§ **DATA SUPPLIED**:

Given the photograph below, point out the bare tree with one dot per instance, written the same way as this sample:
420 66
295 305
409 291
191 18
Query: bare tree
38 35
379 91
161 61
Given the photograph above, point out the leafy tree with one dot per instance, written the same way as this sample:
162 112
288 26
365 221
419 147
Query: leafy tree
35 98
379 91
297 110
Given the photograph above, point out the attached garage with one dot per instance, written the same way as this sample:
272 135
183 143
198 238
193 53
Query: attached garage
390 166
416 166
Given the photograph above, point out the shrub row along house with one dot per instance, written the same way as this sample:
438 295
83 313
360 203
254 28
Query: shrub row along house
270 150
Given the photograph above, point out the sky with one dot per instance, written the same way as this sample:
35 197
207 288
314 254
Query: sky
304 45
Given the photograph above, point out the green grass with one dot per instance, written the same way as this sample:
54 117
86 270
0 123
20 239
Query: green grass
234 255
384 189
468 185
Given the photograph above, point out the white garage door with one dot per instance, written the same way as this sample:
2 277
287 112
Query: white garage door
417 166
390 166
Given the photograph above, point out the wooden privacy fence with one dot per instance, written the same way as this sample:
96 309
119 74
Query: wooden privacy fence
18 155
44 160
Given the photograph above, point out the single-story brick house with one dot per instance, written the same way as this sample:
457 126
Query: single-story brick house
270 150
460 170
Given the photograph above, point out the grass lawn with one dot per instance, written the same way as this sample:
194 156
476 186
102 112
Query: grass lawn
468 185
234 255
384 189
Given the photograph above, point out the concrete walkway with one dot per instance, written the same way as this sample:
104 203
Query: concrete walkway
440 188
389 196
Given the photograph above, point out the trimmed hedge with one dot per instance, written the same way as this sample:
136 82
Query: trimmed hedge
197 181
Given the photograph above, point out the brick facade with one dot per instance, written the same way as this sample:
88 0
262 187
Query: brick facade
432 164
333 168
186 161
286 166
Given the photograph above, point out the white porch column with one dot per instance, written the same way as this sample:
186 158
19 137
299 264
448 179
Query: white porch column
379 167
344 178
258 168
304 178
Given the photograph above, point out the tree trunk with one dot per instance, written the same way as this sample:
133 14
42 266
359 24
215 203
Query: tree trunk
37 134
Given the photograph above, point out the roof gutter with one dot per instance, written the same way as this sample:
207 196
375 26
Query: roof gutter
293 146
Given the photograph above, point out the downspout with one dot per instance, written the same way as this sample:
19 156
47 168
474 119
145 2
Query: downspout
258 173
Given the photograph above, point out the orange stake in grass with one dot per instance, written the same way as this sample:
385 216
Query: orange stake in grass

§ **TASK GOAL**: Rescale the records from the line with "Given the photograph above, point out the downspout" through the end of the records, both included, and give all of those lines again, requests included. Multiply every answer point coordinate by 1.7 and round to whole numbers, halves up, leaving the requests and their sample coordinates unchanged.

§ **ANSWER FOR THE TASK**:
Given the photograph above, point out the downspout with one dot per instance, written the same way as this sample:
19 156
47 168
474 119
145 2
Query: downspout
439 294
Given the photograph above, point out the orange stake in grass with one dot per instance, written the same way as this sample:
385 216
Query: orange stake in grass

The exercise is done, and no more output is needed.